Could you return each line below without altering a word?

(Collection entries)
┄┄┄┄┄┄┄┄┄┄

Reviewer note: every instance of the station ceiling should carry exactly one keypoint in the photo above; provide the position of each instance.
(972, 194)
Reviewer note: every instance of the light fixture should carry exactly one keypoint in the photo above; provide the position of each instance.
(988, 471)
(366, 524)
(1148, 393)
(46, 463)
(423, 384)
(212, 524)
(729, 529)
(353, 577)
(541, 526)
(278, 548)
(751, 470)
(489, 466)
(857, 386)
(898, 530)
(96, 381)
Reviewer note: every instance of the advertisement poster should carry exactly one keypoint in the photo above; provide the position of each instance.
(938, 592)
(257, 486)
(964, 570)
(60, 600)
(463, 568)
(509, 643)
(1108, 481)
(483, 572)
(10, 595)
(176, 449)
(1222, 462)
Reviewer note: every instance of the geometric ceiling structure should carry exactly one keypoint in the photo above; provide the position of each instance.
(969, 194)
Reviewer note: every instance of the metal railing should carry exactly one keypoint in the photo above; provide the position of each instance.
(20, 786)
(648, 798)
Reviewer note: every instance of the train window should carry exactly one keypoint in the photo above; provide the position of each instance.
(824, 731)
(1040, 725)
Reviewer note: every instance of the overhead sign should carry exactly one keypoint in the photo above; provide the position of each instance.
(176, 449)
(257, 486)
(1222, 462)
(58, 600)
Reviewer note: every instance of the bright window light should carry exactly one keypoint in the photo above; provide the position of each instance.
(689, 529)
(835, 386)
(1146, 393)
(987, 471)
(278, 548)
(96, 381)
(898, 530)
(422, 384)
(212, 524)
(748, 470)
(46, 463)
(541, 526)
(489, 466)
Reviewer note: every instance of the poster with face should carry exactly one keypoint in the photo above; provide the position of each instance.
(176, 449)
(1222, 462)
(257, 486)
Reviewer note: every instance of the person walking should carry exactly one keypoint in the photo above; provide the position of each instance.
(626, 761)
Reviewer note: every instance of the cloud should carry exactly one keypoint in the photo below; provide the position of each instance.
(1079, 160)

┄┄┄┄┄┄┄┄┄┄

__EXERCISE ANSWER__.
Reviewer note: every instance of the station ceiling should carry exactly one keypoint in the photo above; provide the position of each instance.
(972, 194)
Reviewer note: every instance of the light fixture should carry exactly one keypoint in the photo above; provide the position of each instance.
(988, 471)
(366, 524)
(1148, 393)
(46, 463)
(423, 384)
(212, 524)
(729, 529)
(353, 577)
(541, 526)
(278, 548)
(751, 470)
(489, 466)
(857, 386)
(898, 530)
(96, 381)
Reviewer note: every instance of the advertisement poster should carry exactly one keypoint in the photo above; provide the position of each instance.
(938, 592)
(257, 486)
(964, 570)
(60, 600)
(463, 568)
(509, 643)
(1108, 481)
(483, 572)
(10, 595)
(176, 449)
(1222, 462)
Reviewer note: every instance of the geometric ceiling structure should carry exactly one keypoint in the photo above; provide the position of each instance.
(969, 194)
Reviewer note: every instance of the metal railing should carry exactly one keypoint in the photo above; provide the position of each instance.
(20, 786)
(648, 798)
Reviewer note: every instance of the train window should carry exactly one keypoint in the photo above; provide the position of each instance.
(824, 731)
(1040, 725)
Reviewer note: every instance of the overhead sign should carry exactly one keypoint in the photo above; provide the position of each instance.
(176, 449)
(257, 486)
(1222, 462)
(58, 600)
Reviewer note: every instance of the bright window light should carry exactly one keypoint in the photo above; provide the position of each instance.
(689, 529)
(835, 386)
(1146, 393)
(987, 471)
(278, 548)
(96, 381)
(898, 530)
(422, 384)
(212, 524)
(748, 470)
(46, 463)
(541, 526)
(489, 466)
Reviewer note: every instance of the poster with face should carry exactly one keypoint in the photo above; provide the position of each instance.
(176, 449)
(1222, 462)
(257, 486)
Reviewer note: every instance of the person walking should carry exactly one keypoint in the photo above; provide the position of each instance.
(626, 761)
Reviewer note: every instance of the cloud should carry exactly one keypoint in the photo below; provide the position of each instance.
(1079, 160)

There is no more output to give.